→ Excerpt provided

-- Begin --

Last Updated on August 2, 2024
If you’re ever in Miami or on South Beach, take the Miami Art Deco Tour. It’s a great, short tour during which you just stroll around the South Beach neighborhood as your guide brings all that famous architecture alive…
Estimated reading time: 6 minutes
By Jim Ferri
Miami’s Art Deco tour of Miami Beach / South Beach is world renown. And whether you believe Miami Beach is the Art Deco capital of the world or not, after the tour you’ll realize that it’s right up there with the crème de la crème.
If nothing else, after the Art Deco tour you’ll realize no other place on earth does such a good job of promoting deco and decadence on a leisurely mid-morning stroll.
I’ve always wanted to take one of the Art Deco tours of South Beach and last weekend took the plunge.
It turned out to be exceptionally simple: no reservations needed — you just walk up to the Art Deco Welcome Center on the beach side of Ocean Drive before 10:30am on any given morning and sign up. $30 each ($25 for 65+, students and veterans).
The Art Deco Tour
With a group of eight others, my wife and I were paired with tour guide Gina Davidson, a transplanted New Yorker who moonlights, or, depending on your perspective, daylights as a volunteer guide for the Miami Design Preservation League. Our little international group included people from Australia, London and New York.

-- End --

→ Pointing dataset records

-- Begin --

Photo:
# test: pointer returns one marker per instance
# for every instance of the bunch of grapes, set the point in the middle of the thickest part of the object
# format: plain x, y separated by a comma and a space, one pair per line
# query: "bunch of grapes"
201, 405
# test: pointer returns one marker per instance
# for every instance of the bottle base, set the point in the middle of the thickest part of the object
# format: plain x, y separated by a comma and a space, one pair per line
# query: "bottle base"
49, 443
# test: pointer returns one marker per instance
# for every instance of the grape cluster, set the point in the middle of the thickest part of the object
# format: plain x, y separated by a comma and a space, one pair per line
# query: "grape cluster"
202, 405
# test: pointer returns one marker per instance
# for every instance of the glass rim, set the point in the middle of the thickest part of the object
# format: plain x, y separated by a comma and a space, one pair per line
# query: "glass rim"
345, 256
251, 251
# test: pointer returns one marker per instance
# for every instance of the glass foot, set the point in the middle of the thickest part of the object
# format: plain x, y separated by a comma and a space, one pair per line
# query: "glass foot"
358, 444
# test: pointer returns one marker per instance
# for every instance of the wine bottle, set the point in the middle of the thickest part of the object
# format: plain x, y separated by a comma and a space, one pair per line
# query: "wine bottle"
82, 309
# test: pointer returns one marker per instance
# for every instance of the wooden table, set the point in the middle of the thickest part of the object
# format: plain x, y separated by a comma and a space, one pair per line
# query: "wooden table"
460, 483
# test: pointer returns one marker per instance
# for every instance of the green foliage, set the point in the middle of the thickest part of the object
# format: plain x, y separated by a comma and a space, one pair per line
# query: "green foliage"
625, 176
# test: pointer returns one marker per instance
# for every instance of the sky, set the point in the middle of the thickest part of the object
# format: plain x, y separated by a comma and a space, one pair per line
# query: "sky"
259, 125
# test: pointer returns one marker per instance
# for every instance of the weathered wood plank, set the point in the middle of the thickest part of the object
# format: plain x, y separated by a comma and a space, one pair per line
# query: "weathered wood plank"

-- End --

→ Request 1
Using the Miami Art Deco tour article, decide whether each statement agrees with it: (a) reservations are required for the tour; (b) veterans pay $25 for the tour; (c) the tour group included people from Australia. For each, give yes or no and quote the deciding words.
→ Request 2
Select every line of the records that contains the string "wooden", and copy each one in full. Case counts.

→ Written solution 1
(a) No: "no reservations needed"
(b) Yes: "$25 for 65+, students and veterans"
(c) Yes: "Our little international group included people from Australia, London and New York."

→ Written solution 2
# for every instance of the wooden table, set the point in the middle of the thickest part of the object
# query: "wooden table"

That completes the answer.